Position identification records
● ● ●

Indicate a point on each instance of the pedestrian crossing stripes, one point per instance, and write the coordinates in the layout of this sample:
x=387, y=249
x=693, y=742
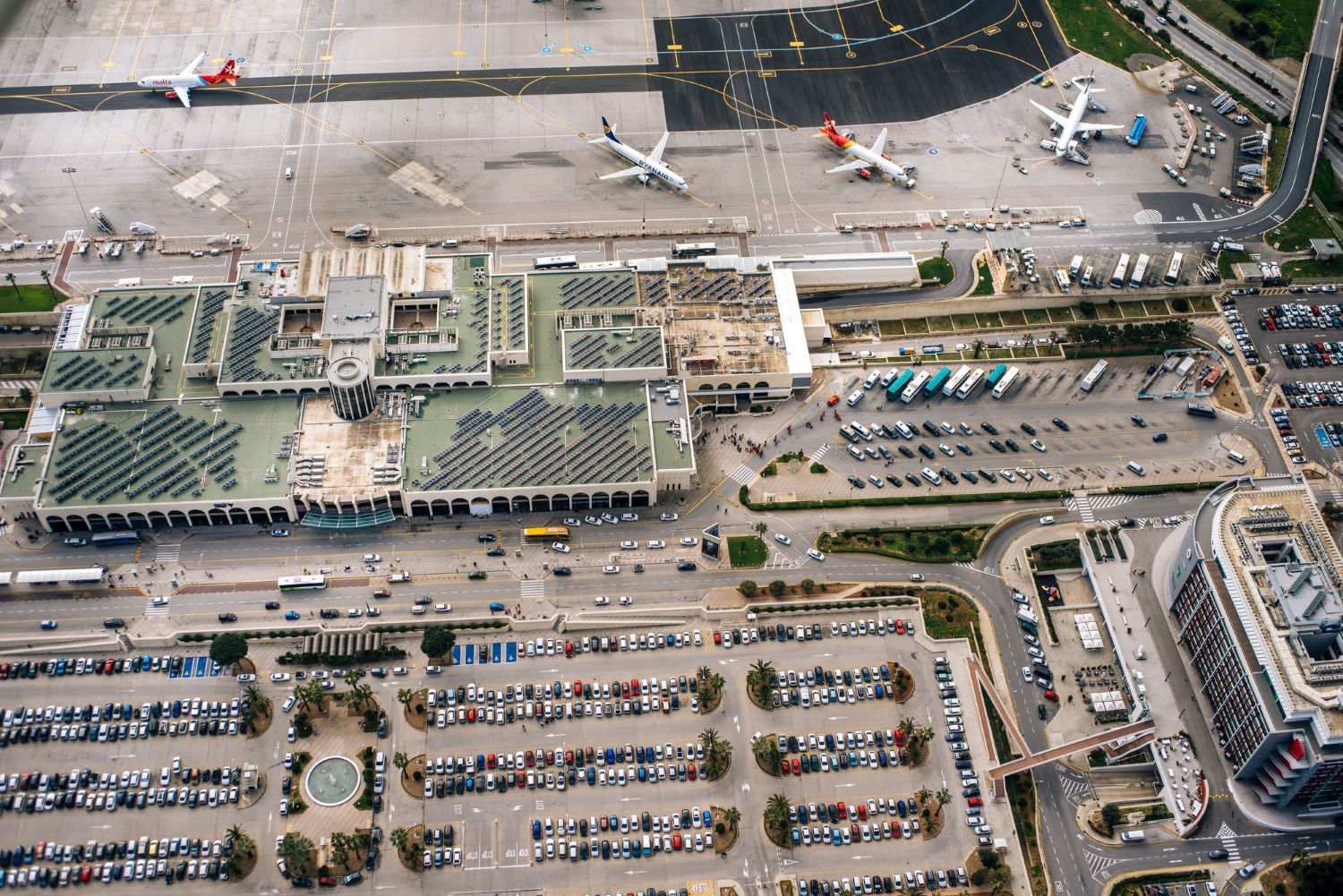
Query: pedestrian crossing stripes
x=741, y=474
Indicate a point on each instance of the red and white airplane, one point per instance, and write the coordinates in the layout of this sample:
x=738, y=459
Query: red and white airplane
x=179, y=86
x=867, y=158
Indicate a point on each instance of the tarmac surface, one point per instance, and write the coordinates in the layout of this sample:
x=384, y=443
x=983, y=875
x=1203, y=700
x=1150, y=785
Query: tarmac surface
x=861, y=64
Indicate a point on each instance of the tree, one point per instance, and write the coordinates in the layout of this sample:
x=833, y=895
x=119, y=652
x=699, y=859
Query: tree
x=228, y=649
x=295, y=850
x=437, y=643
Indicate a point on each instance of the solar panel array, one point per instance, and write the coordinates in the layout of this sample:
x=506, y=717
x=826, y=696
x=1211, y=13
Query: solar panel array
x=168, y=452
x=528, y=446
x=250, y=329
x=595, y=290
x=211, y=305
x=93, y=370
x=148, y=309
x=593, y=351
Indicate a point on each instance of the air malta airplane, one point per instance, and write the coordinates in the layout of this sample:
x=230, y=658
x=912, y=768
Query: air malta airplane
x=867, y=158
x=645, y=166
x=179, y=86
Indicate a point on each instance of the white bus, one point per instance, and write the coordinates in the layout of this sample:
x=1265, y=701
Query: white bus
x=1135, y=279
x=1005, y=383
x=301, y=582
x=693, y=250
x=1093, y=375
x=971, y=381
x=552, y=262
x=915, y=387
x=1173, y=270
x=1116, y=279
x=954, y=383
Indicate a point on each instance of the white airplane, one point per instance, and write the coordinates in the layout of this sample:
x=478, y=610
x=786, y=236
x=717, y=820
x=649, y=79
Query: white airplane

● ● ●

Requirement:
Arrange the stretch from the line containing "Indicate a point on each instance of the white airplane, one" through the last line above as a numbered list, leaving out any blank lines.

Response below:
1. Indicate a point on each instance of the white airplane, one point per instance, and write the coordinates in the layout of this sample:
2. x=478, y=610
3. x=786, y=236
4. x=717, y=820
5. x=649, y=79
6. Query: white airplane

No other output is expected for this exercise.